Hukuki.NET


Yargıtay içtihatları bölümü

Yargıtay Kararı

 


T.C
Y A R G I T A Y 
Ceza Genel Kurulu

	E.	1991/1-28
	K.	1991/68
	T.	11.3.1991

*  ADAM ÖLDÜRMEYE TAM TEŞEBBÜS(Delil yetersizliği)


ÖZET : Hiçbir yan delille desteklenip doğrulanmayan, baskıya dayalı olduğu
 bildirilerek sonradan geri alınan suçu kabulden başka her türlü kuşkudan
 uzak, kesin ve inandırıcı kanıt bulunmadığı halde, yüklenen suçu işlediği
 kabul edilerek yazılı şekilde sanığın mahumiyetine karar verilmesi yasaya
 aykırıdır.

Bu nedenle, direnme hükmünün bozulmasına karar verilmelidir.

(765 s. TCK. m. 450/9, 62, 55/3, 59)

→ **Sağlanan veriler**:
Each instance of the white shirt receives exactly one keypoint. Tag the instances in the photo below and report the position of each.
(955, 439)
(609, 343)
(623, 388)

* * *

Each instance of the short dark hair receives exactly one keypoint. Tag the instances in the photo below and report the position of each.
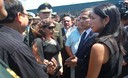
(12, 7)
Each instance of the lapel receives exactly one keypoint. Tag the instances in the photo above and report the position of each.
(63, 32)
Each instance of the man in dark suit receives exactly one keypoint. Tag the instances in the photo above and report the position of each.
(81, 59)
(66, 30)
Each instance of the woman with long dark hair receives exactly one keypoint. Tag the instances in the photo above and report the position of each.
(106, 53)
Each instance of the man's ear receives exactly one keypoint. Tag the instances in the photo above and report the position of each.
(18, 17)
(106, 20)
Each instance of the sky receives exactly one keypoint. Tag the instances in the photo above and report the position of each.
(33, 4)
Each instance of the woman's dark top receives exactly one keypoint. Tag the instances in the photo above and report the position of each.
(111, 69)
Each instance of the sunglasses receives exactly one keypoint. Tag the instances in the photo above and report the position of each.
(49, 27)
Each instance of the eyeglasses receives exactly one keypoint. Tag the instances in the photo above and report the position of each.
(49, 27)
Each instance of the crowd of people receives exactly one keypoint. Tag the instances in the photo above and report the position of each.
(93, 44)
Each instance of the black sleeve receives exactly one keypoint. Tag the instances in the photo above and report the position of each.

→ **Yapılacak iş**: Yargıtay kararını baştan sona, hiçbir değişiklik yapmadan aynen yazın. Kayıtlar, Yargıtay kararından ayrı bir malzemedir.

→ **Doğru sonuç**:
Hukuki.NET


Yargıtay içtihatları bölümü

Yargıtay Kararı

 


T.C
Y A R G I T A Y 
Ceza Genel Kurulu

	E.	1991/1-28
	K.	1991/68
	T.	11.3.1991

*  ADAM ÖLDÜRMEYE TAM TEŞEBBÜS(Delil yetersizliği)


ÖZET : Hiçbir yan delille desteklenip doğrulanmayan, baskıya dayalı olduğu
 bildirilerek sonradan geri alınan suçu kabulden başka her türlü kuşkudan
 uzak, kesin ve inandırıcı kanıt bulunmadığı halde, yüklenen suçu işlediği
 kabul edilerek yazılı şekilde sanığın mahumiyetine karar verilmesi yasaya
 aykırıdır.

Bu nedenle, direnme hükmünün bozulmasına karar verilmelidir.

(765 s. TCK. m. 450/9, 62, 55/3, 59)